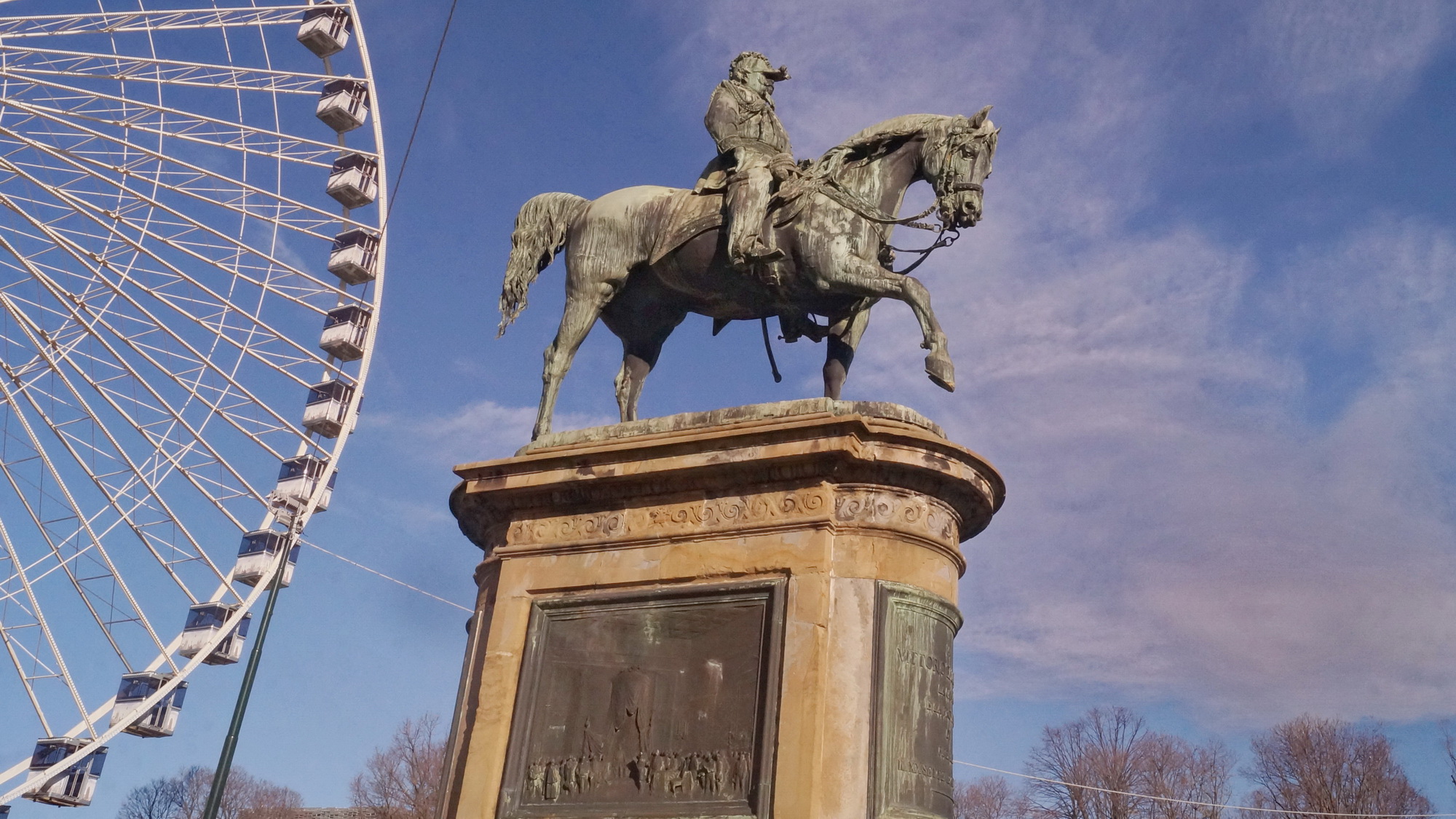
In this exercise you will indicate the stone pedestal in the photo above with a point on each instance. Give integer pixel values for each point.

-------------------------

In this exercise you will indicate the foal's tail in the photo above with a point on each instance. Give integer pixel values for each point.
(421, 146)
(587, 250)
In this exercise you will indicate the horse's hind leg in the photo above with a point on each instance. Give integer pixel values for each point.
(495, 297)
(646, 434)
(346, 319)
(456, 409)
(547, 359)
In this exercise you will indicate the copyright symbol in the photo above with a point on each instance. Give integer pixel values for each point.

-------------------------

* **Was zu tun ist**
Schreib die Zeilen unverändert ab: Beginne bei der Zeile, die „In this exercise you will indicate the horse's“ enthält, und höre nach der Zeile auf, die „In this exercise you will indicate the copyright“ enthält.

* **Ausgabe**
In this exercise you will indicate the horse's hind leg in the photo above with a point on each instance. Give integer pixel values for each point.
(495, 297)
(646, 434)
(346, 319)
(456, 409)
(547, 359)
In this exercise you will indicate the copyright symbol in the photo above with a point on each instance. Give integer pixel values for each point.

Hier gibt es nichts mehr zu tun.